- **Çıkarılan metin**
Bununla da kalmayıp, yakın zamanda Environmental Science & Technology dergisinde yayımlanan bir çalışma, birçok biranın “ebedi kimyasallar” olarak bilinen perfluoroalkillenmiş maddeler (PFAS) içerdiğini ve bu maddelerin testis ve böbrek kanseri insidansının artmasıyla ilişkili olduğunu tespit etmiştir.
Az Uyumak da İz Bırakıyor
Daha da fazlası var: Önceki nesillere göre daha az ve daha kötü uyuyoruz. Son anketler, millennial ve Z kuşağının, büyük ölçüde gece ekranlara ve sosyal medyaya maruz kalmaları nedeniyle, baby boomer'lara göre gecelik ortalama 30 ila 45 dakika daha az uyuduğunu göstermektedir. Bu yapay ışık, antioksidan özelliklere sahip ve hücre döngüsünü düzenleyen bir hormon olan melatonin salgısını bozar.
Kronik uyku eksikliği sadece DNA onarımına zarar vermekle kalmaz, aynı zamanda melatoninin kansere karşı koruyucu etkilerini de azaltır. Bu hormonun düşük seviyeleri, DNA'daki oksidatif hasarı nötralize etme yeteneğinin azalması ve hücresel çoğalmanın artmasıyla ilişkilendirilmiştir. Ek olarak, sirkadiyen ritmin bozulması, temel DNA onarım genlerinin ifadesini engeller, zamanla mutasyonların birikmesine ve tümör süreçleri riskinin artmasına neden olur.

- **Kaynak malzeme**
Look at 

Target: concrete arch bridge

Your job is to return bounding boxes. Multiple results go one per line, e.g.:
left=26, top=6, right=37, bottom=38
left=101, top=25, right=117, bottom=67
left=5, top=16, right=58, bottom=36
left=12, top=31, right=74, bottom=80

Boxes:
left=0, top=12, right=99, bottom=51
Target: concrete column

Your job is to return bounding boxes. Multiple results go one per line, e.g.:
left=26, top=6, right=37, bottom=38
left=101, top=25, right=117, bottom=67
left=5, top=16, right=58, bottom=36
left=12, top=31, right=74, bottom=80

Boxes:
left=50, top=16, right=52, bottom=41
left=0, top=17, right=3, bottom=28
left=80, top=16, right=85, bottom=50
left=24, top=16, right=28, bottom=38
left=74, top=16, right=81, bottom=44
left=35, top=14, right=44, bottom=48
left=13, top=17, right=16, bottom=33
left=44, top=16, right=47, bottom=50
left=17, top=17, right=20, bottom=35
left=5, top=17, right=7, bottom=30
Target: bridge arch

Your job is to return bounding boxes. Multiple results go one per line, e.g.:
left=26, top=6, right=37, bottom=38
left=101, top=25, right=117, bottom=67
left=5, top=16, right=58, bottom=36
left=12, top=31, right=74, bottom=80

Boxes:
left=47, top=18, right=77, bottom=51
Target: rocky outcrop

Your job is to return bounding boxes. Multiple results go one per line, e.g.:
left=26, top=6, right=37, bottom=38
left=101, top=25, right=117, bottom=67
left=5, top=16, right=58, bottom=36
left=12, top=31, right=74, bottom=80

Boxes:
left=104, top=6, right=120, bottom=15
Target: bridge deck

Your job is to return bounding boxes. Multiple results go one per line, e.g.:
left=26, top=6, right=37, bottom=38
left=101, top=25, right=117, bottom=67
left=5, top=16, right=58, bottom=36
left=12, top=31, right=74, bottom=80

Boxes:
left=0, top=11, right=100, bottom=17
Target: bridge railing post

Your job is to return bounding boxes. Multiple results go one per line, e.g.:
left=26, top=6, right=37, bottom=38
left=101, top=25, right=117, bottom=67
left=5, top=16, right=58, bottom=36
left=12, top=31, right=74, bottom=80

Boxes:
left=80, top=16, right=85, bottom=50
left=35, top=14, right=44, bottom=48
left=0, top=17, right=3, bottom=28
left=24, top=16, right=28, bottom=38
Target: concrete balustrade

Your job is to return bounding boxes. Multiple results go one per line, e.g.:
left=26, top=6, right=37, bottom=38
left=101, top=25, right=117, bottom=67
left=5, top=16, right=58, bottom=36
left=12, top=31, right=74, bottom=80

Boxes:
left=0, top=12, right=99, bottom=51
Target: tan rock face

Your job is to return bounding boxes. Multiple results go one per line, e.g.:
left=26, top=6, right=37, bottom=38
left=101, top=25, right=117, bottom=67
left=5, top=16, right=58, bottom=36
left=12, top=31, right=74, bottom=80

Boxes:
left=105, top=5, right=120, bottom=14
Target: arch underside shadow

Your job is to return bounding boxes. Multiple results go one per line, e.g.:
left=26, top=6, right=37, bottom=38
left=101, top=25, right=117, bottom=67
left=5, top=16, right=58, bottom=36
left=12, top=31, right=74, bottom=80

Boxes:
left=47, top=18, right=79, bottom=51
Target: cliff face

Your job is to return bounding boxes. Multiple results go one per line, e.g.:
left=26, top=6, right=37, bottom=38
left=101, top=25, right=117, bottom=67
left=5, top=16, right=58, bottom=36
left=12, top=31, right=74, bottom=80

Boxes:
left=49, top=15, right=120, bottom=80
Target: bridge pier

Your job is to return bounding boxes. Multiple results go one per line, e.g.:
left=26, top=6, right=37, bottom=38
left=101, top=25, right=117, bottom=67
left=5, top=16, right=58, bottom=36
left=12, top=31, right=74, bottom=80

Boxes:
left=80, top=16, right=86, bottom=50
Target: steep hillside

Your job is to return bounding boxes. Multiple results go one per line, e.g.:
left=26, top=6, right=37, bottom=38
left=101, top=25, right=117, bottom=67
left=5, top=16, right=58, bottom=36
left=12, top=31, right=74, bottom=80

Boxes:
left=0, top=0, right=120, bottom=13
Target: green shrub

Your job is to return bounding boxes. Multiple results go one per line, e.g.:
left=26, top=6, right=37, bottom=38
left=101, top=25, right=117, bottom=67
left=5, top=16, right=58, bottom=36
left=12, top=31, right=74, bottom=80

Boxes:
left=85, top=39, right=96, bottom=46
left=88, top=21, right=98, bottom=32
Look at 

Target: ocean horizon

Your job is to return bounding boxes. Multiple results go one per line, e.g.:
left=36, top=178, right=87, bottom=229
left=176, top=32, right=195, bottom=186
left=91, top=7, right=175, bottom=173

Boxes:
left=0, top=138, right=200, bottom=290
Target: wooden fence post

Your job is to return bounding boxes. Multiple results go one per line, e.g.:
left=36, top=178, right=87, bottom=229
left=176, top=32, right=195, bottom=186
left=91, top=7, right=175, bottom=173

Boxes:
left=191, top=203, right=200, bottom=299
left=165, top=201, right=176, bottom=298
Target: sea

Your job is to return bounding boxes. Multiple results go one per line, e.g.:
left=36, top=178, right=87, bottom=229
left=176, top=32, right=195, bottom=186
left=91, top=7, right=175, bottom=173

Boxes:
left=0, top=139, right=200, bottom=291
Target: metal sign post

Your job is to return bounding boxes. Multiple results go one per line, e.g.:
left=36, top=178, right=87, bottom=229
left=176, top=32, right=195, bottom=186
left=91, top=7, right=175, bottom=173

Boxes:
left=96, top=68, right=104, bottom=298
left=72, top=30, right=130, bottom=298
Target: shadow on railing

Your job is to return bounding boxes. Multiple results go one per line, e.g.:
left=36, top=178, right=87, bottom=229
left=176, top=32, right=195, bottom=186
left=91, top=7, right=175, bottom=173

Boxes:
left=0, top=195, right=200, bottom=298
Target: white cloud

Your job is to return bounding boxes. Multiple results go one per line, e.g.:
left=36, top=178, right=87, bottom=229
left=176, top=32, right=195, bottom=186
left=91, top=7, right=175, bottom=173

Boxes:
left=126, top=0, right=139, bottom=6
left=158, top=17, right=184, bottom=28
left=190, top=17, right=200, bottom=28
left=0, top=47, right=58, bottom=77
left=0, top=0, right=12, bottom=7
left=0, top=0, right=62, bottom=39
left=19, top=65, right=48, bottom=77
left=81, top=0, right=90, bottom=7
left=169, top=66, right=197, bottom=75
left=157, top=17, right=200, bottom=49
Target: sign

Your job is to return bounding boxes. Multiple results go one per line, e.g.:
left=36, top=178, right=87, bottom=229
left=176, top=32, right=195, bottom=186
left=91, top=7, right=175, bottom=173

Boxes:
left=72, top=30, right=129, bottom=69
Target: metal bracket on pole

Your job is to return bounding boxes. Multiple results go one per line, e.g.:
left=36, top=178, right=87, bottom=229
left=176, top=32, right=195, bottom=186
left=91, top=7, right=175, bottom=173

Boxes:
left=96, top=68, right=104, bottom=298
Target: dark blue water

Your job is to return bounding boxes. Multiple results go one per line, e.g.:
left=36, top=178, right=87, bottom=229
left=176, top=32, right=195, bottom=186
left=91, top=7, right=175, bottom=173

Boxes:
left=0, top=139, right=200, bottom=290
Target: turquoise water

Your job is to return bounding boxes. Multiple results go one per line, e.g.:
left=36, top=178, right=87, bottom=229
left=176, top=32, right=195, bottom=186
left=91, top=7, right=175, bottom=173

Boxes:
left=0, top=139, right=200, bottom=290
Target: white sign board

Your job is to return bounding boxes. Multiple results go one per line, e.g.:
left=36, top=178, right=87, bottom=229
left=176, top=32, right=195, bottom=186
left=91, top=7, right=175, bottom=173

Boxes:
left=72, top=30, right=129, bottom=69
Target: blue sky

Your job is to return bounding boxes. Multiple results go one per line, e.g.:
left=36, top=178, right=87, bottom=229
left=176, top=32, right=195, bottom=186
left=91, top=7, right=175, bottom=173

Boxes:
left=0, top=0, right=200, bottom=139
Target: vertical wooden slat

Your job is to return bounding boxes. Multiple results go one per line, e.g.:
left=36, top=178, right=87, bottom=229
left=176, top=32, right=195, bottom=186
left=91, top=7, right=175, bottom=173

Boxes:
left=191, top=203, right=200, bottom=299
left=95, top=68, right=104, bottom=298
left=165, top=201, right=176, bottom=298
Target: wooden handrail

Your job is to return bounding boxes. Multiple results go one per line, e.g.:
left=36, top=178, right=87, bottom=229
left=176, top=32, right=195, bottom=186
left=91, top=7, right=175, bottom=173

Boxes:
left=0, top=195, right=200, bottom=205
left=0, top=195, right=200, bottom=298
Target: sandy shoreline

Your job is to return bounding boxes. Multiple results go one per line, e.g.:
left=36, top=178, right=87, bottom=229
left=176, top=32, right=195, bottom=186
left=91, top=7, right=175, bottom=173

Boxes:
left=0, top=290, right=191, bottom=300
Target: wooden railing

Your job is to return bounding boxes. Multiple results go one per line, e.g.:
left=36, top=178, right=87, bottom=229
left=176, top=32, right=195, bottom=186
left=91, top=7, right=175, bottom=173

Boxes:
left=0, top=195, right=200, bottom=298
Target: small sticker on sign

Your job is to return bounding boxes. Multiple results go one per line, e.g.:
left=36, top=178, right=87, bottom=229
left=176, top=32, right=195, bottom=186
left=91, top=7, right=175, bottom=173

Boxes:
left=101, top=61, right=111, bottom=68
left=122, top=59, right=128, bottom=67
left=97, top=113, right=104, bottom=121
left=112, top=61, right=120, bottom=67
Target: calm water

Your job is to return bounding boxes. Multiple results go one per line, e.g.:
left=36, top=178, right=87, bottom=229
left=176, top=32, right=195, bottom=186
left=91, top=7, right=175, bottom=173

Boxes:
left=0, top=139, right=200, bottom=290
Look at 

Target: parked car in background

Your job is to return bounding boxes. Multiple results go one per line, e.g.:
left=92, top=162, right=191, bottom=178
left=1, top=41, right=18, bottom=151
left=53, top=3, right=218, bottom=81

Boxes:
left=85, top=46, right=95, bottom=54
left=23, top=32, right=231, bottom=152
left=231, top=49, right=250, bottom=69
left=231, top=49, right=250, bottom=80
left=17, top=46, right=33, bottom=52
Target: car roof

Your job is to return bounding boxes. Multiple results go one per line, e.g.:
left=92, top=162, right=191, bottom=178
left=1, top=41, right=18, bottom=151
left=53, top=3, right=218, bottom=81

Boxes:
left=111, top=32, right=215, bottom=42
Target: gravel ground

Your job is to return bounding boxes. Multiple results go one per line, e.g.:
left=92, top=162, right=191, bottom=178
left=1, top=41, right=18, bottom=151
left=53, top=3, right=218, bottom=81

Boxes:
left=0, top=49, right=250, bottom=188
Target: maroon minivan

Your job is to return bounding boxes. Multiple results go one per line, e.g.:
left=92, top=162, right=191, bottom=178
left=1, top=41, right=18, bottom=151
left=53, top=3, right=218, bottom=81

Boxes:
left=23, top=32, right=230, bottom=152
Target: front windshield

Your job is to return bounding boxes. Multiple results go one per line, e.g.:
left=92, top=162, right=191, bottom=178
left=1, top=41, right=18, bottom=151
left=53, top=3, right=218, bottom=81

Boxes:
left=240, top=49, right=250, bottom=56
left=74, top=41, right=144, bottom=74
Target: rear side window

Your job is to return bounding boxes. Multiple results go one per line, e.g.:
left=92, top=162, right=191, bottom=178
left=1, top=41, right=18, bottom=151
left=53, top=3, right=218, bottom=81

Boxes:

- **Görev nasıl yapılır**
Uyku ve kanser üzerine olan metinde “Bununla da kalmayıp, yakın” sözlerinin geçtiği yerden başlayıp “melatonin salgısını bozar.” sözlerinden sonra duran bölümü hiç değiştirmeden tekrar yazar mısınız?

- **Alıştırma çıktısı**
Bununla da kalmayıp, yakın zamanda Environmental Science & Technology dergisinde yayımlanan bir çalışma, birçok biranın “ebedi kimyasallar” olarak bilinen perfluoroalkillenmiş maddeler (PFAS) içerdiğini ve bu maddelerin testis ve böbrek kanseri insidansının artmasıyla ilişkili olduğunu tespit etmiştir.
Az Uyumak da İz Bırakıyor
Daha da fazlası var: Önceki nesillere göre daha az ve daha kötü uyuyoruz. Son anketler, millennial ve Z kuşağının, büyük ölçüde gece ekranlara ve sosyal medyaya maruz kalmaları nedeniyle, baby boomer'lara göre gecelik ortalama 30 ila 45 dakika daha az uyuduğunu göstermektedir. Bu yapay ışık, antioksidan özelliklere sahip ve hücre döngüsünü düzenleyen bir hormon olan melatonin salgısını bozar.